** Task requirements **
Exactly as written, transcribe each line of the listing.

== Input material

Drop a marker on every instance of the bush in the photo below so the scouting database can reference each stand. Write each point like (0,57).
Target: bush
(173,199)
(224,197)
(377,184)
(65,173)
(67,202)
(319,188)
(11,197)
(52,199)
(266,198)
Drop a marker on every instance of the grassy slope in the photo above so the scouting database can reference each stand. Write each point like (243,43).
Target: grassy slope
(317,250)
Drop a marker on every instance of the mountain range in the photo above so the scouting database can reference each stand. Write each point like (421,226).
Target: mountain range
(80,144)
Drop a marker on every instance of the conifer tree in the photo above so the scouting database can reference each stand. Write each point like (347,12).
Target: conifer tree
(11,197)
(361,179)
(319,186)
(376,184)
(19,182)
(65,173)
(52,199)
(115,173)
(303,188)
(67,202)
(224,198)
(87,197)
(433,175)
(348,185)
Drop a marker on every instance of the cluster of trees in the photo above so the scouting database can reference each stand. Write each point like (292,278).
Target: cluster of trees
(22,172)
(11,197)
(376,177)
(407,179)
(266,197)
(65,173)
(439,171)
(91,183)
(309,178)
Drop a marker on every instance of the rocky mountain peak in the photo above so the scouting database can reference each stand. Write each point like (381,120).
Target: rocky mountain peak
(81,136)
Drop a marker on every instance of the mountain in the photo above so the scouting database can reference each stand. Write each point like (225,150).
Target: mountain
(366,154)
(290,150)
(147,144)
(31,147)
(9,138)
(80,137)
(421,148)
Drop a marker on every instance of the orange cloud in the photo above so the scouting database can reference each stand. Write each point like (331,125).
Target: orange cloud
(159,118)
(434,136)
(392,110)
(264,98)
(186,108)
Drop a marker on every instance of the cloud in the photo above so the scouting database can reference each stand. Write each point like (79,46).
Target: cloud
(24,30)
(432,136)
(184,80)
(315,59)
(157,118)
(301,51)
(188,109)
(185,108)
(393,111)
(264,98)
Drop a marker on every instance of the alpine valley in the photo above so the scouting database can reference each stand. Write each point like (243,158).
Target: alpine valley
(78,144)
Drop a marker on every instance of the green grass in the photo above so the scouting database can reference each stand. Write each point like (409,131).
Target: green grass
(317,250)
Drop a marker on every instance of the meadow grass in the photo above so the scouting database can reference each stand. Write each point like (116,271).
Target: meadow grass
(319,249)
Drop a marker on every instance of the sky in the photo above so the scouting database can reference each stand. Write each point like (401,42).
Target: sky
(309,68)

====

** Written solution **
Drop a marker on every instance of the bush in the photo below so the scouting database can reference each stand. Write each point like (0,57).
Target: bush
(173,199)
(224,197)
(377,184)
(65,173)
(67,202)
(319,188)
(11,197)
(52,199)
(266,198)
Drop a marker on every instance of the grassy slope in the photo above so the scouting database can reference each stand. Write each point like (243,43).
Target: grassy slope
(317,250)
Drop a marker on every instance of the mountain range in the photo above so the scouting database can reference each stand. Write each point like (421,226).
Target: mountain range
(80,144)
Drop a marker on every instance of the conifer tree in the photo above so the scouting database can reference each stand. Write each point like (347,12).
Target: conifer tree
(11,197)
(361,179)
(319,186)
(376,184)
(19,182)
(65,173)
(52,199)
(115,173)
(303,188)
(67,202)
(224,198)
(87,197)
(433,175)
(348,185)
Drop a marker on every instance of the cluster of trees in the photo above so the scouting database can reference each stand. Write each point like (292,278).
Target: cluster of trees
(22,172)
(11,197)
(376,177)
(407,179)
(266,197)
(65,173)
(439,171)
(91,183)
(309,178)
Drop a marker on every instance of the rocky mountain peak in the photo above so the scouting database can reference each stand. Write each point like (381,120).
Target: rocky mountain peak
(81,136)
Drop a marker on every instance of the mountain in the photo above so the scouting database can reference each stand. Write each point like (225,150).
Target: mountain
(366,154)
(290,150)
(147,144)
(31,147)
(9,138)
(80,137)
(421,148)
Drop a marker on every instance of the orange cloud in the photo above so the scouting database can reference each stand. Write each point like (331,125).
Target: orange cloud
(159,118)
(434,136)
(392,110)
(264,98)
(186,108)
Drop a marker on every instance of the cloud in the photo above so the scouting database can reference each stand. Write each point like (79,46).
Target: cloud
(24,30)
(432,136)
(184,80)
(315,59)
(157,118)
(301,51)
(188,109)
(185,108)
(393,111)
(264,98)
Drop a marker on every instance of the alpine valley in the photo above so the scouting database can reference each stand. Write each point like (243,158).
Target: alpine valley
(78,144)
Drop a marker on every instance of the green grass in the photo above so the scouting database can reference each stand. Write each point like (409,131).
Target: green grass
(317,250)
Drop a marker on every instance of the meadow grass in the photo above so the scouting database can reference each stand. Write each point like (116,271).
Target: meadow grass
(319,249)
Drop a marker on every instance of the sky in the photo above so the scouting database can reference each stand. Write each point like (401,42).
Target: sky
(309,68)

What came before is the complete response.